I’m writing a program that computes the minimum, maximum and average each row
across CSV files.
I was using Hash(String, Array(Float64)) or Hash(String, Array(Int32)) for the dataset, but fetching and updating is something complicated, so I wrote a generic method.
require "csv"
minimum = Hash(String, Array(Float64)).new
maximum = Hash(String, Array(Float64)).new
average = Hash(String, Array(Float64)).new
number  = Hash(String, Array(Int32)).new
def update(set : Hash(String, Array(T)), index, key, value) forall T
  v = value.as(T)
  if (a = set[key]?)
    if a[index]?
      a[index] = v
    else
      a << v
    end
  else
    set[key] = [v]
  end
end
def compute(key, index, *sets)
  arrays = sets.map { |d| d[key]? }
  values = arrays.map { |a| a ? a[index]? : nil }
  ret = yield *values
  sets.zip(ret) do |d, r|
    update(d, index, key, r)

** TO BE DONE **
Summarize the post above in two sentences.

** Object point labels **
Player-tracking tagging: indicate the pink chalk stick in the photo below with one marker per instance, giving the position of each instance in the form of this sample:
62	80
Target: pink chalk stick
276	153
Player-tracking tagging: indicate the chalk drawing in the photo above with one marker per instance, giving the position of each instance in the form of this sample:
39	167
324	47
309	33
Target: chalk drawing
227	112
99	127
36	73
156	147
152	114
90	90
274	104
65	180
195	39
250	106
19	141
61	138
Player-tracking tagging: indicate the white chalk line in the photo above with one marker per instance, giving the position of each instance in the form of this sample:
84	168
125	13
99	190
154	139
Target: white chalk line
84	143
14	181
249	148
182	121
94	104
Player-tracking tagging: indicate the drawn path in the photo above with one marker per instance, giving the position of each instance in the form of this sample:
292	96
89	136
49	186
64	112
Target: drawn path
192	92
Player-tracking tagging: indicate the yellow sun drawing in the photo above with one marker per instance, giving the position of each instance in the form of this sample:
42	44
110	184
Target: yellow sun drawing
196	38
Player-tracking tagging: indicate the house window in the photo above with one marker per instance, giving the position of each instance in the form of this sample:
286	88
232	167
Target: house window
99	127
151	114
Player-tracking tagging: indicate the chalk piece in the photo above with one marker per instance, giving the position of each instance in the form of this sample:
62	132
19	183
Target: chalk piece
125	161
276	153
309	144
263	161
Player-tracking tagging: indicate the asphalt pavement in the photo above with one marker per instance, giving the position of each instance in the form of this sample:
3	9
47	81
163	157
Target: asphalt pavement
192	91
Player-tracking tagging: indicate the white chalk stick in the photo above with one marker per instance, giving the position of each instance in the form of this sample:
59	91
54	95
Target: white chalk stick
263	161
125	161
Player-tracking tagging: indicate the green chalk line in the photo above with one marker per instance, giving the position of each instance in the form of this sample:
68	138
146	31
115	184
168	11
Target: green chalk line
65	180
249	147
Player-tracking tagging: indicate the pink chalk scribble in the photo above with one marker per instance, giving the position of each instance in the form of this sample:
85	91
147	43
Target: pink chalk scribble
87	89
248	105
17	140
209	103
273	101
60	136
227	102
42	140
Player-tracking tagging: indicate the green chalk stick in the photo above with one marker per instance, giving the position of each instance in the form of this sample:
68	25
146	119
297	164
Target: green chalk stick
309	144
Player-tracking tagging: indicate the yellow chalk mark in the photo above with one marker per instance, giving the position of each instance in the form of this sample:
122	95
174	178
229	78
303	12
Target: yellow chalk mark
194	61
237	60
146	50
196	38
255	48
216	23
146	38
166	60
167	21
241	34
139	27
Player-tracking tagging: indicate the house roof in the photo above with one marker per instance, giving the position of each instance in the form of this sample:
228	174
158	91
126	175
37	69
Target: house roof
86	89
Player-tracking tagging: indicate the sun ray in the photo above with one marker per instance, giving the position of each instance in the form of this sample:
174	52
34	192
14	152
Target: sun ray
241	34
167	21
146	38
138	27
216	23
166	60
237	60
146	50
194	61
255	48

** THE REPLY **
The writer is building a program that computes the minimum, maximum, and average of each row across CSV files. Because fetching and updating data stored as Hash(String, Array(Float64)) or Hash(String, Array(Int32)) was complicated, the writer wrote a generic method.